*Exercise description*: Show every line of the material that follows in which the word "Target" occurs.

*Dataset records*:
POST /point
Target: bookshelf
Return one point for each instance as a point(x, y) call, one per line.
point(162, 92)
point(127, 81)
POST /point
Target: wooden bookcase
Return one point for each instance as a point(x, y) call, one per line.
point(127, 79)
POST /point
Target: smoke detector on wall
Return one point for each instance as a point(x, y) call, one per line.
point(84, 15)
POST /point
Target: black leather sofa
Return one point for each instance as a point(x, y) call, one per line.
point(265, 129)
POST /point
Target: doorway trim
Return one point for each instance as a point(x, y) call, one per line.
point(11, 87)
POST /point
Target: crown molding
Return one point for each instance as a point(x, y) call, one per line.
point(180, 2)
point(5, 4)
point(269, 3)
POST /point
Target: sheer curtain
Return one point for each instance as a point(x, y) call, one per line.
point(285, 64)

*Output*:
Target: bookshelf
Target: wooden bookcase
Target: smoke detector on wall
Target: black leather sofa
Target: doorway trim
Target: crown molding
Target: sheer curtain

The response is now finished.